Instructions for the task: Take the line that contains "of the rose" and all lines after it, up to and including the last line of the data, and write them out exactly; nothing else belongs in the answer.

○ ○ ○ ○ ○ ○ ○

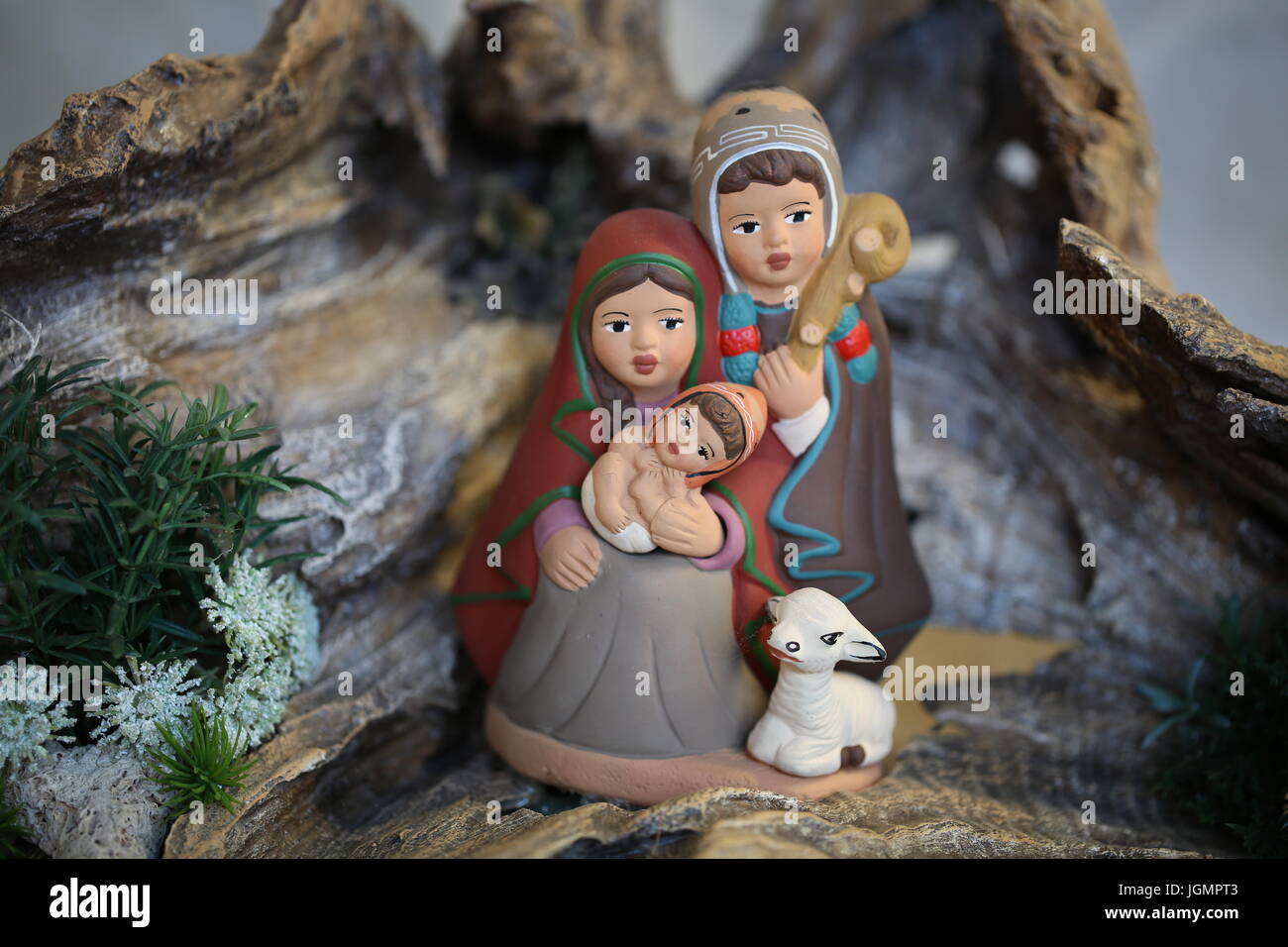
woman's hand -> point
(688, 527)
(571, 558)
(789, 389)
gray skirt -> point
(642, 663)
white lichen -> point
(270, 628)
(29, 716)
(154, 694)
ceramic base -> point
(651, 781)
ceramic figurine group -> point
(631, 595)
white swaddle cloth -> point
(632, 539)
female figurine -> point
(820, 497)
(613, 673)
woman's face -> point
(644, 338)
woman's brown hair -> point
(619, 281)
(774, 166)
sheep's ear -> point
(864, 651)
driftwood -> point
(488, 170)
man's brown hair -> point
(774, 166)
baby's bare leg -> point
(612, 475)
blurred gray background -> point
(1212, 76)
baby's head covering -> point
(752, 411)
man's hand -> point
(789, 389)
(688, 527)
(571, 558)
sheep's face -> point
(812, 631)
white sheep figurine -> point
(814, 714)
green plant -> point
(11, 830)
(204, 764)
(1227, 751)
(110, 508)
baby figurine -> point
(702, 433)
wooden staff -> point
(876, 232)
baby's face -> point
(773, 236)
(687, 441)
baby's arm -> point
(612, 474)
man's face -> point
(773, 236)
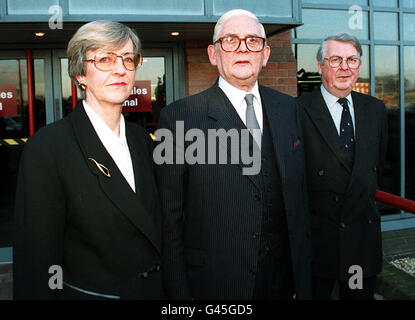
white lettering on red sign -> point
(8, 101)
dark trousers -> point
(322, 289)
(273, 279)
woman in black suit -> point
(86, 200)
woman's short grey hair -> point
(341, 37)
(94, 35)
(232, 13)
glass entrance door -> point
(14, 125)
(53, 101)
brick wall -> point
(280, 72)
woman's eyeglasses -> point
(105, 61)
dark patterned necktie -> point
(251, 120)
(347, 141)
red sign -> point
(140, 98)
(8, 101)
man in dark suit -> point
(228, 235)
(345, 137)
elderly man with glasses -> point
(345, 138)
(228, 235)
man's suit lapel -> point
(362, 131)
(116, 187)
(320, 115)
(222, 112)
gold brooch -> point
(104, 170)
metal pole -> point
(74, 95)
(30, 91)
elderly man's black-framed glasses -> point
(352, 62)
(105, 61)
(232, 43)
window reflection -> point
(385, 3)
(409, 27)
(409, 76)
(30, 7)
(408, 4)
(153, 70)
(335, 21)
(387, 90)
(153, 7)
(13, 73)
(271, 8)
(385, 31)
(351, 2)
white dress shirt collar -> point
(237, 98)
(331, 99)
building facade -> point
(175, 35)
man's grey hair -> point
(341, 37)
(232, 13)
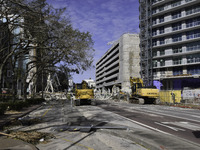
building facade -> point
(170, 42)
(119, 63)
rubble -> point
(32, 137)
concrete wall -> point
(129, 59)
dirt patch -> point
(12, 112)
(33, 137)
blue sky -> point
(106, 20)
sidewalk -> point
(15, 144)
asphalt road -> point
(115, 126)
(181, 122)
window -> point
(154, 21)
(193, 34)
(162, 52)
(193, 69)
(193, 22)
(154, 32)
(177, 50)
(177, 71)
(162, 41)
(154, 43)
(176, 15)
(155, 54)
(176, 26)
(154, 11)
(176, 38)
(177, 61)
(161, 19)
(161, 30)
(162, 62)
(176, 3)
(162, 71)
(161, 8)
(155, 63)
(191, 10)
(193, 46)
(193, 58)
(188, 0)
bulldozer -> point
(84, 94)
(141, 94)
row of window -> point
(172, 4)
(189, 47)
(178, 14)
(193, 46)
(178, 37)
(178, 26)
(192, 10)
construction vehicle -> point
(141, 94)
(84, 94)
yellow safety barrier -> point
(170, 96)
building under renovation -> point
(170, 43)
(119, 63)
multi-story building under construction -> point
(119, 63)
(170, 42)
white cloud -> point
(106, 20)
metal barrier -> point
(170, 96)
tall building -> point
(119, 63)
(169, 42)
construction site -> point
(145, 96)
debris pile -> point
(33, 137)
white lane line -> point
(173, 128)
(144, 125)
(186, 125)
(170, 115)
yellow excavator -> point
(141, 94)
(84, 94)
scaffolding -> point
(146, 41)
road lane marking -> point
(170, 115)
(89, 148)
(144, 125)
(173, 128)
(186, 125)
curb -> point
(8, 120)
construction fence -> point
(180, 96)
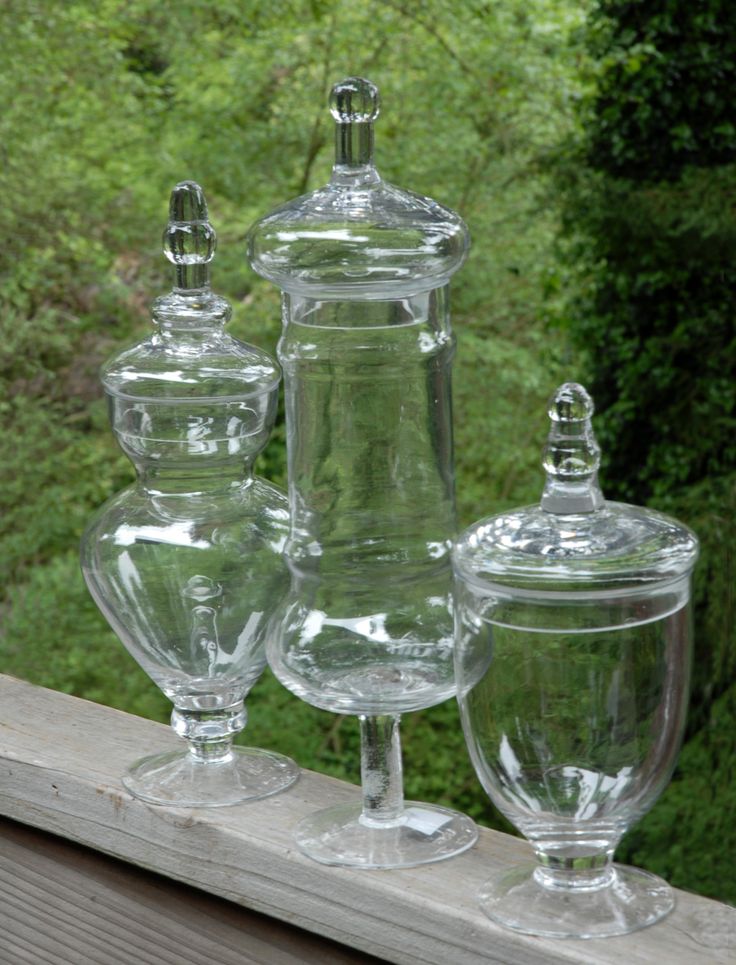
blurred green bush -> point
(107, 104)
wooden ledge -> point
(60, 764)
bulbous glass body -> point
(573, 663)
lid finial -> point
(572, 456)
(189, 238)
(354, 103)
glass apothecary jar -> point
(573, 660)
(366, 350)
(186, 563)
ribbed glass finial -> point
(572, 456)
(354, 103)
(189, 238)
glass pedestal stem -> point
(381, 771)
(210, 772)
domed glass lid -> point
(574, 539)
(358, 237)
(190, 355)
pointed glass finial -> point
(189, 238)
(354, 103)
(189, 242)
(572, 456)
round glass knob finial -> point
(354, 100)
(189, 238)
(572, 456)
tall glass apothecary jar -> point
(186, 562)
(579, 610)
(366, 352)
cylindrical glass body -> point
(367, 628)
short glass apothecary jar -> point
(573, 658)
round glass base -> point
(633, 899)
(179, 779)
(423, 833)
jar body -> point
(189, 581)
(367, 627)
(575, 725)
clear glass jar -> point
(366, 352)
(186, 563)
(573, 662)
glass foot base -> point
(180, 780)
(424, 833)
(633, 900)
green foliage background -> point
(108, 104)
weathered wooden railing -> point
(60, 763)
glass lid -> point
(358, 236)
(574, 539)
(190, 355)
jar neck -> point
(191, 482)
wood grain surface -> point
(60, 764)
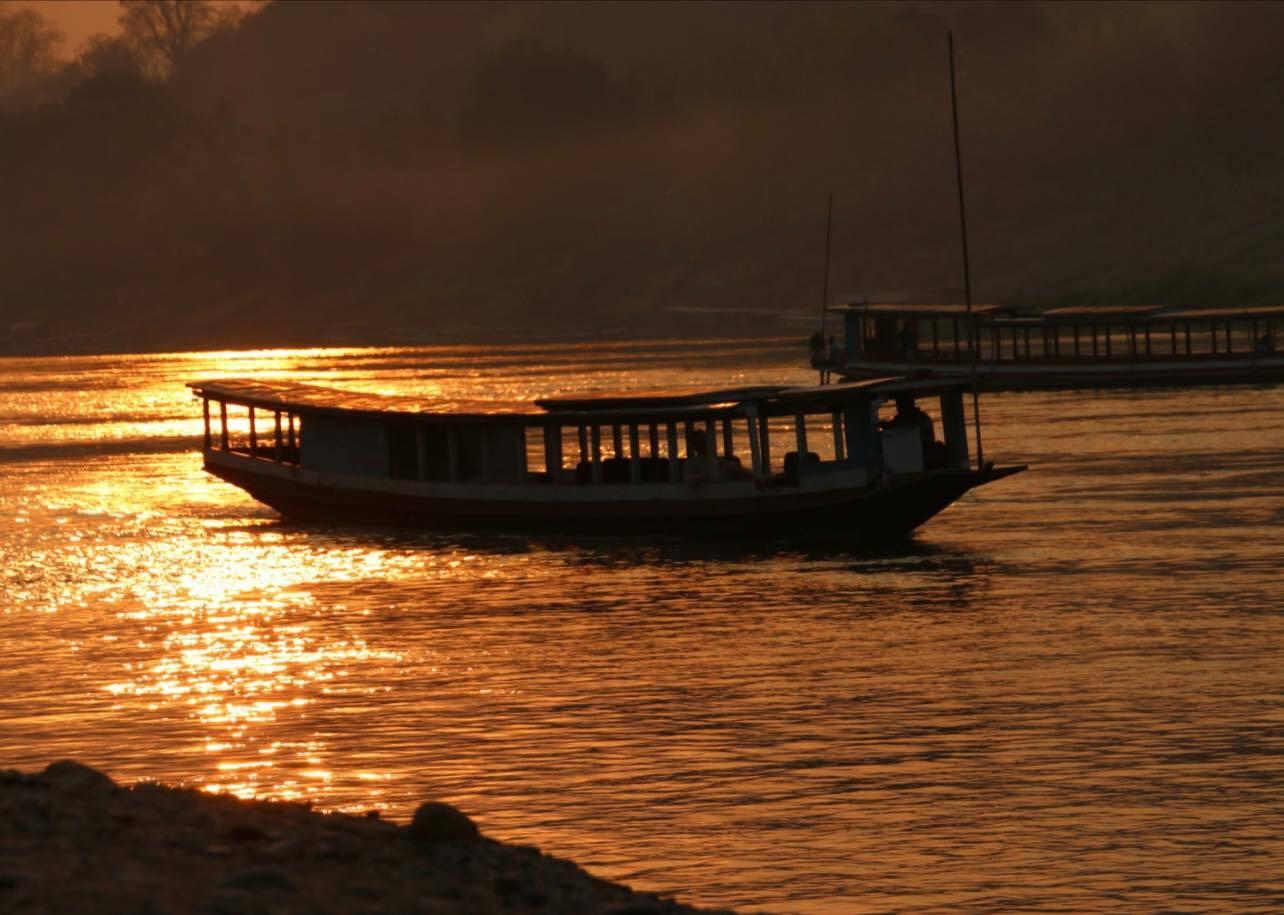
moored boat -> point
(1061, 348)
(828, 461)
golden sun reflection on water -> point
(1066, 688)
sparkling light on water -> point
(1065, 694)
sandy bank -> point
(71, 841)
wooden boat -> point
(1062, 348)
(810, 461)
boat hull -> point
(885, 512)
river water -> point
(1066, 693)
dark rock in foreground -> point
(71, 841)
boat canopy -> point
(916, 311)
(302, 398)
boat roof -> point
(918, 311)
(295, 397)
(272, 394)
(1255, 312)
(682, 397)
(1106, 311)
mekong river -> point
(1066, 693)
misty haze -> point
(385, 172)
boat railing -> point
(1013, 340)
(763, 443)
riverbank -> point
(72, 841)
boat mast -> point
(967, 275)
(824, 286)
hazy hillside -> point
(388, 171)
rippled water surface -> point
(1065, 694)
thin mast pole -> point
(967, 273)
(828, 235)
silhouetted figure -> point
(909, 415)
(815, 349)
(696, 469)
(837, 354)
(907, 342)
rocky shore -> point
(72, 841)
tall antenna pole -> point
(975, 343)
(824, 288)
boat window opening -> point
(402, 451)
(236, 436)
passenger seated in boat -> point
(696, 469)
(815, 349)
(907, 342)
(837, 354)
(909, 415)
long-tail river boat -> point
(828, 461)
(1061, 348)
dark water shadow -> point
(651, 549)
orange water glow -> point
(1063, 692)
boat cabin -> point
(1062, 347)
(756, 438)
(939, 334)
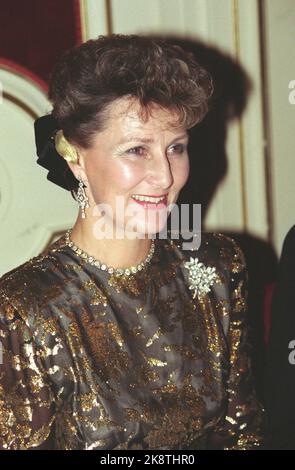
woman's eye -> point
(177, 148)
(136, 151)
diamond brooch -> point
(201, 278)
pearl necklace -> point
(91, 260)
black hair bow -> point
(59, 171)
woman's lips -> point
(153, 205)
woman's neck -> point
(114, 252)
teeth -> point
(148, 199)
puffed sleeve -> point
(243, 426)
(26, 401)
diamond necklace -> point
(91, 260)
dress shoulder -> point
(27, 284)
(214, 249)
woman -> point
(125, 342)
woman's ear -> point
(78, 169)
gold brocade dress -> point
(93, 360)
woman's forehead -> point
(130, 115)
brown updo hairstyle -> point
(89, 77)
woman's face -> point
(131, 159)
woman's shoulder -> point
(214, 248)
(27, 285)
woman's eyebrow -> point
(147, 140)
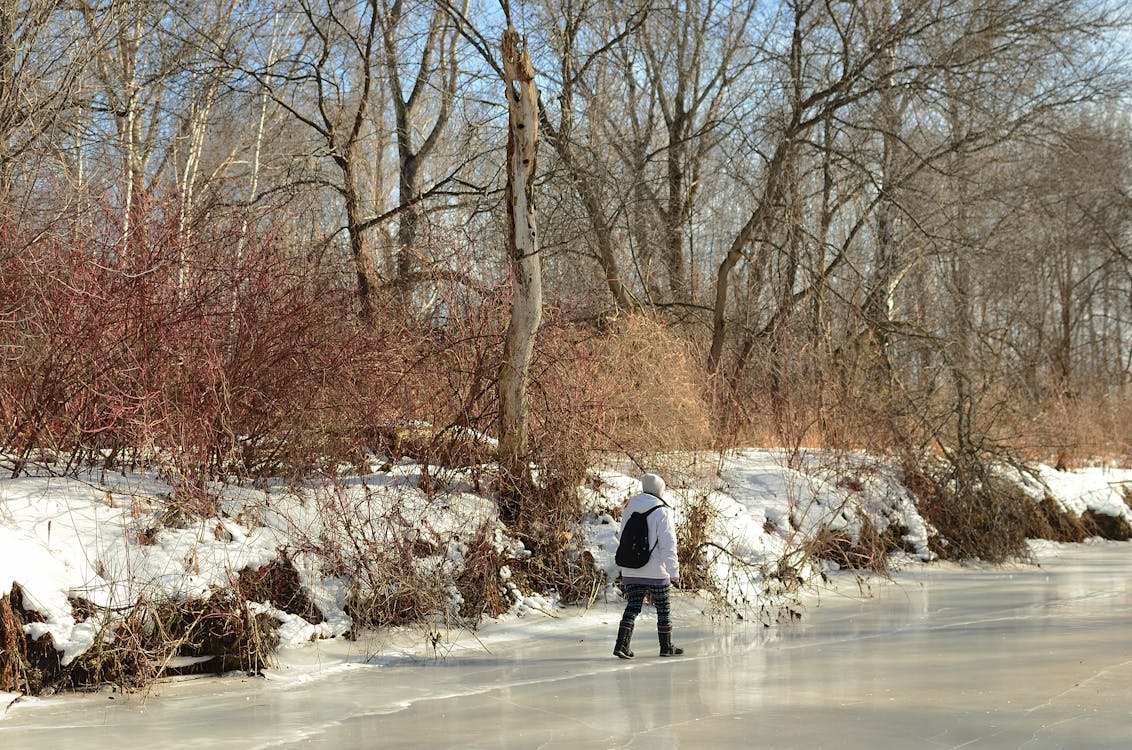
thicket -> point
(217, 352)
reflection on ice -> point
(944, 657)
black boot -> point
(624, 635)
(666, 641)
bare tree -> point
(525, 265)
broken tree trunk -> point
(526, 275)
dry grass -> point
(139, 646)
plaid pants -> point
(636, 593)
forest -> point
(249, 239)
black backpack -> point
(634, 551)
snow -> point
(106, 537)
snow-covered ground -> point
(108, 539)
(942, 656)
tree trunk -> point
(523, 251)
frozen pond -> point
(1026, 657)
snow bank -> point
(103, 539)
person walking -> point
(654, 577)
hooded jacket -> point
(662, 563)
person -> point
(654, 578)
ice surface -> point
(1034, 657)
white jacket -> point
(662, 562)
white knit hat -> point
(653, 485)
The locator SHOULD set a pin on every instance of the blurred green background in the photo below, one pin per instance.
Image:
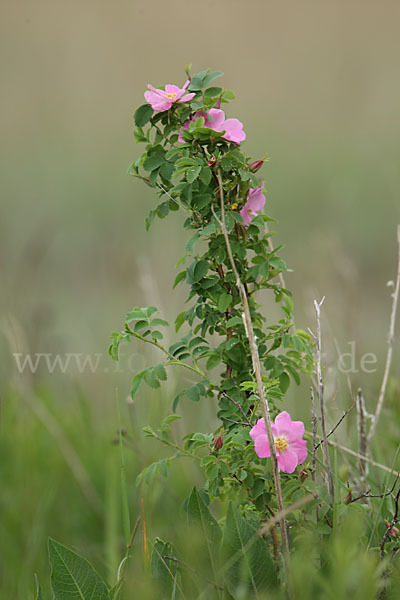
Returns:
(317, 89)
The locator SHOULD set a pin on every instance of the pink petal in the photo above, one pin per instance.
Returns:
(258, 429)
(157, 103)
(292, 430)
(246, 216)
(234, 131)
(287, 461)
(262, 447)
(216, 119)
(300, 449)
(185, 126)
(256, 198)
(187, 97)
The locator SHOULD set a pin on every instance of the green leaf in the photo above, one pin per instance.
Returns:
(234, 322)
(284, 382)
(180, 277)
(38, 595)
(200, 270)
(163, 570)
(159, 323)
(200, 516)
(153, 162)
(136, 382)
(193, 393)
(224, 301)
(192, 242)
(73, 577)
(137, 314)
(205, 175)
(248, 563)
(143, 115)
(213, 361)
(180, 319)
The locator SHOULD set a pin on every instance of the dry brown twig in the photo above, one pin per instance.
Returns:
(390, 339)
(325, 452)
(256, 367)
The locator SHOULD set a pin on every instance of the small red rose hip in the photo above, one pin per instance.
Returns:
(218, 442)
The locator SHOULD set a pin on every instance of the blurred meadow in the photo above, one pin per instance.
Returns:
(317, 87)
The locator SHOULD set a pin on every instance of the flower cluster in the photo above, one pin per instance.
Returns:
(231, 129)
(291, 449)
(161, 100)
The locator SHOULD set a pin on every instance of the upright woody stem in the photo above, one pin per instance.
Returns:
(257, 370)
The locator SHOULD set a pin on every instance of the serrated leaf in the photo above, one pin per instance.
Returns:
(163, 569)
(38, 592)
(213, 361)
(136, 382)
(200, 516)
(143, 115)
(193, 393)
(73, 577)
(192, 173)
(205, 175)
(200, 270)
(247, 560)
(153, 162)
(159, 323)
(224, 301)
(284, 382)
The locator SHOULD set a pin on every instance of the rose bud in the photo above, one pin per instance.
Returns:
(393, 530)
(256, 166)
(218, 442)
(303, 474)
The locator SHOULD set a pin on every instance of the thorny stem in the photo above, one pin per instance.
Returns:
(174, 360)
(344, 415)
(314, 450)
(257, 371)
(390, 339)
(362, 440)
(239, 407)
(325, 451)
(391, 524)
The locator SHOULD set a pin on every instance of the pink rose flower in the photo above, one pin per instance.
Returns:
(291, 449)
(393, 530)
(254, 204)
(215, 120)
(162, 100)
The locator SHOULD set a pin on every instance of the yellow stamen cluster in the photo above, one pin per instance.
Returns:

○ ○ ○ ○ ○ ○ ○

Reply to the task:
The locator SHOULD set a pin on every instance of the rose bud in the photo above, one pin per instance.
Returns:
(393, 530)
(256, 166)
(218, 442)
(303, 474)
The locator SHOULD set a pin on every instance of the thorny stem in the photo above, one pin per instance.
Returns:
(174, 360)
(344, 415)
(314, 450)
(257, 371)
(390, 339)
(362, 440)
(239, 407)
(325, 451)
(391, 524)
The locator SHOULD set a pin on every instance of the pink rose flower in the photo above, one pin per instance.
Returns:
(291, 449)
(393, 530)
(254, 204)
(215, 120)
(162, 100)
The locator SHOULD set a pin on every instance of the yellow stamen cluster in the photo above, one pin per instance.
Returns:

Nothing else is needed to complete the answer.